■ **EXERCISE BRIEF**: The expected result is every line of the records, printed exactly.

■ **AVAILABLE DATA**:
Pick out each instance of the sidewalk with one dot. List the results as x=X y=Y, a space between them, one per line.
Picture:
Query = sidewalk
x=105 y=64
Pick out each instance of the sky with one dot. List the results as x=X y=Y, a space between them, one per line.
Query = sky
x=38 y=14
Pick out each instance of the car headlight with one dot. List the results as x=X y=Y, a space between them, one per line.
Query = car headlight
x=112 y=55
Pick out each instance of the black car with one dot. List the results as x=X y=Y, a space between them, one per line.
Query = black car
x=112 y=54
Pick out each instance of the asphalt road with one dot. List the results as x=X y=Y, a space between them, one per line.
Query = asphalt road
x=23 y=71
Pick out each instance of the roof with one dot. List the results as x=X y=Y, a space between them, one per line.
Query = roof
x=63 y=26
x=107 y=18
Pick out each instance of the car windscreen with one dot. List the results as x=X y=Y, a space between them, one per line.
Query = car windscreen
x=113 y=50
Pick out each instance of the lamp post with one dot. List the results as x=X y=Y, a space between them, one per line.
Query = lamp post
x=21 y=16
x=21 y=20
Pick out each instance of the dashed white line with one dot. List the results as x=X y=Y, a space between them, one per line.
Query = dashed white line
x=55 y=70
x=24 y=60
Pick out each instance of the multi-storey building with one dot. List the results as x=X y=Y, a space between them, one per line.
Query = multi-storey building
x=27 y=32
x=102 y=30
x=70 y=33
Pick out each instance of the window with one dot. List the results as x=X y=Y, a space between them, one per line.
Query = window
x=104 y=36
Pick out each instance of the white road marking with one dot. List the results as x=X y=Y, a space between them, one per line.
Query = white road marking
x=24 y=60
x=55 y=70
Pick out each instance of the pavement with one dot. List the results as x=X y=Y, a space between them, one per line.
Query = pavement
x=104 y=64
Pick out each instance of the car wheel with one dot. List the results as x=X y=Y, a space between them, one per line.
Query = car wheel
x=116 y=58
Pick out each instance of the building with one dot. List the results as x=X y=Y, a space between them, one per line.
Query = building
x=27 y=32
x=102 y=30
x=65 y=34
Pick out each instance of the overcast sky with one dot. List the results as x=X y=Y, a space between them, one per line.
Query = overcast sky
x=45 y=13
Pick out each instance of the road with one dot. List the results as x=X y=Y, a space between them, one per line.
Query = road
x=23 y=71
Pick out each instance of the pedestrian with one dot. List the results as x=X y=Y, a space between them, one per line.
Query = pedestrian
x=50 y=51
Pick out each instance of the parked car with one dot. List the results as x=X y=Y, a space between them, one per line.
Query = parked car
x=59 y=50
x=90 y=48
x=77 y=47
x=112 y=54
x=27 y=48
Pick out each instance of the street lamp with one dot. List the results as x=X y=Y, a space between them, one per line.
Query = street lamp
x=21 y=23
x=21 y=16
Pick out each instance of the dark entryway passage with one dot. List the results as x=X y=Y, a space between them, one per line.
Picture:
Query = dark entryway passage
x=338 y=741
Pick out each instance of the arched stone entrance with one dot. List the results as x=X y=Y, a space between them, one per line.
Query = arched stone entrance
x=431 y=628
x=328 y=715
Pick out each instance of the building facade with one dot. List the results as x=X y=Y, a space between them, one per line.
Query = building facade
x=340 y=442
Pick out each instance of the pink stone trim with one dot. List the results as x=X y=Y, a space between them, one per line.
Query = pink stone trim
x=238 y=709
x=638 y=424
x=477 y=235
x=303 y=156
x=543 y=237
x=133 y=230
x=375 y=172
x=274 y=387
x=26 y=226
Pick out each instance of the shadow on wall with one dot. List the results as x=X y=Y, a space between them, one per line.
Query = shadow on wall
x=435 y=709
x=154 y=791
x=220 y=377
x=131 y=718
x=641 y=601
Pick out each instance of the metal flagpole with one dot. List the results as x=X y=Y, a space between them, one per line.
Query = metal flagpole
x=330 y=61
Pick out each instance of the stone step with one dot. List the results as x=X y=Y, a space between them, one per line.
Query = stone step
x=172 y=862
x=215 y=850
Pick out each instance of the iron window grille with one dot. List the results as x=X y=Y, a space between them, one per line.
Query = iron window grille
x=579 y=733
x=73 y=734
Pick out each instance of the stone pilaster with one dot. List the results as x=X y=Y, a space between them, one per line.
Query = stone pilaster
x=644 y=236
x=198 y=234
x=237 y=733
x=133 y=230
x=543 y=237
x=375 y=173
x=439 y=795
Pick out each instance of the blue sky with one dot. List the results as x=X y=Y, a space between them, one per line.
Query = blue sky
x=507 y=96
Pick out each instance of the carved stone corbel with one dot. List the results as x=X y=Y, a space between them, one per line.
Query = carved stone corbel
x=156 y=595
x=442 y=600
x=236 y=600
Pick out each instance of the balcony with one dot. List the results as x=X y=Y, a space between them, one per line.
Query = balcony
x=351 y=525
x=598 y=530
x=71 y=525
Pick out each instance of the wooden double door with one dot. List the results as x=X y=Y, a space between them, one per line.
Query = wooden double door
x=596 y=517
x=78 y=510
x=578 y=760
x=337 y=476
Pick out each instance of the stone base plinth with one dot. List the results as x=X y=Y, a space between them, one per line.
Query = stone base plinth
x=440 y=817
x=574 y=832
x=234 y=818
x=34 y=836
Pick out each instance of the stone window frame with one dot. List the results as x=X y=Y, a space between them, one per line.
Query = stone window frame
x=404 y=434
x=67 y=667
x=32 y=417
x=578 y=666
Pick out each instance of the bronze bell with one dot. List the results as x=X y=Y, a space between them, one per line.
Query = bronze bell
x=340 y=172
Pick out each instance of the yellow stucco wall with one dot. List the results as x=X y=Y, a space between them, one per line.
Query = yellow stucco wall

■ **SOLUTION TO THIS PROBLEM**:
Pick out each instance of the sidewalk with one dot. List the results as x=X y=Y, a space between them, one per line.
Picture:
Query = sidewalk
x=105 y=64
Pick out each instance of the sky with one dot. List the results as x=X y=Y, a space between them, one per line.
Query = sky
x=38 y=14
Pick out each instance of the car headlight with one dot. List the results as x=X y=Y, a space between them, one per line.
Query = car headlight
x=112 y=55
Pick out each instance of the black car with one dot. List the results as x=X y=Y, a space between them, one per line.
Query = black car
x=112 y=54
Pick out each instance of the asphalt road with one dot. List the results as x=X y=Y, a space between them, one per line.
Query = asphalt road
x=23 y=71
Pick out each instance of the roof with one dot. List the results as x=X y=Y, a space between them, one per line.
Query = roof
x=63 y=26
x=107 y=18
Pick out each instance of the car windscreen with one dot. List the results as x=X y=Y, a space between them, one per line.
Query = car windscreen
x=113 y=50
Pick out each instance of the lamp post with one dot. List the results as x=X y=Y, a space between them, one per line.
Query = lamp post
x=21 y=16
x=21 y=20
Pick out each instance of the dashed white line with one dot. List the results as x=X y=Y, a space between them, one per line.
Query = dashed white line
x=55 y=70
x=24 y=60
Pick out each instance of the multi-storey building with one dot. List the results as x=X y=Y, a space between them, one per line.
Query = multi-storey building
x=27 y=32
x=102 y=30
x=70 y=33
Pick out each instance of the window with one dot. List the results as x=X y=Y, a space between them, one per line.
Query = window
x=104 y=36
Pick out each instance of the white road marking with one dot. List the results as x=X y=Y, a space between them, one per line.
Query = white road marking
x=24 y=60
x=55 y=70
Pick out each instance of the pavement with one dot. List the results as x=X y=Y, a space between them, one per line.
Query = pavement
x=104 y=64
Pick out each instance of the car wheel with one dot. List the results as x=X y=Y, a space between them, one per line.
Query = car wheel
x=116 y=58
Pick out each instance of the building with one dot. List the results as x=X y=Y, a space between them, one per line.
Query = building
x=27 y=32
x=102 y=30
x=65 y=34
Pick out each instance of the overcast sky with one dot. List the results as x=X y=Y, a space between them, one per line.
Query = overcast sky
x=45 y=13
Pick out each instance of the road with one dot. List the results as x=X y=Y, a space between them, one per line.
Query = road
x=23 y=71
Pick out each instance of the pedestrian with one dot. List the results as x=X y=Y, a space between them, one per line.
Query = pedestrian
x=50 y=51
Pick out each instance of the parked car with one dot. List the results as x=X y=Y, a space between them, one per line.
Query = parked car
x=59 y=50
x=90 y=48
x=77 y=47
x=112 y=54
x=27 y=48
Pick out each instance of the street lamp with one dot. List the results as x=X y=Y, a space between them, one per line.
Query = street lamp
x=21 y=23
x=21 y=16
Pick out each instance of the dark entryway passage with one dot. List the results as x=X y=Y, a space between them, one per line.
Picture:
Query = dark entryway passage
x=338 y=741
Pick out each instance of the arched stone entrance with one dot. List the results as x=X y=Y, a space between them, one per line.
Query = arched stone entrance
x=431 y=628
x=328 y=715
Pick out each instance of the building facade with one dot. List the results as x=X y=Y, a space between them, one per line.
Query = building facade
x=340 y=442
Pick out each instance of the pink stone trim with one dot. List the results as x=X y=Y, a space between them, one per line.
Query = pink stone trim
x=238 y=709
x=638 y=424
x=477 y=235
x=303 y=156
x=543 y=237
x=133 y=230
x=375 y=172
x=274 y=387
x=26 y=226
Pick out each instance of the shadow on wall with one dot. List the results as x=X y=Y, a space between them, one per line.
Query = shadow on wall
x=435 y=709
x=154 y=791
x=220 y=377
x=131 y=718
x=641 y=601
Pick out each instance of the metal flagpole with one dot. List the results as x=X y=Y, a space between them, one per line.
Query = metal flagpole
x=330 y=61
Pick out each instance of the stone step with one dot. List the results as x=X y=Y, a space between them, one per line.
Query = stone step
x=172 y=862
x=215 y=850
Pick out each instance of the iron window grille with one dot. List the results as x=X y=Y, a space between them, one per line.
Query = iron window grille
x=579 y=733
x=73 y=734
Pick out each instance of the stone pilaster with one dot. List the results as x=X y=Y, a space between them, one per line.
Query = stone pilaster
x=644 y=236
x=198 y=234
x=237 y=733
x=133 y=230
x=543 y=237
x=375 y=173
x=439 y=795
Pick out each instance of the blue sky with one dot. List the results as x=X y=Y, a space between them, one per line.
Query = blue sky
x=507 y=96
Pick out each instance of the carved stone corbel with one dot. List the results as x=X y=Y, a space between them, one per line.
Query = carved stone corbel
x=156 y=595
x=442 y=600
x=236 y=600
Pick out each instance of the balcony with one dot. List the results as x=X y=Y, a space between them, one per line.
Query = balcony
x=351 y=525
x=598 y=530
x=71 y=525
Pick out each instance of the wooden double door with one dot. List the results as x=X y=Y, a space between them, one per line.
Query = wooden double door
x=596 y=517
x=78 y=510
x=578 y=760
x=337 y=476
Pick out each instance of the stone base plinth with one dot. List the results as x=X y=Y, a space between them, one per line.
Query = stone base plinth
x=440 y=817
x=574 y=832
x=234 y=818
x=34 y=836
Pick out each instance of the stone window frame with one dot. List the results as x=X y=Y, a space between them, one per line.
Query = stone window frame
x=404 y=434
x=67 y=667
x=32 y=417
x=578 y=666
Pick out each instance of the bronze bell with one dot. List the results as x=X y=Y, a space between them, one per line.
Query = bronze bell
x=340 y=172
Pick out each instance of the yellow stucco wall with one dot. List the results as x=X y=Y, a space between them, one per line.
Query = yellow stucco wall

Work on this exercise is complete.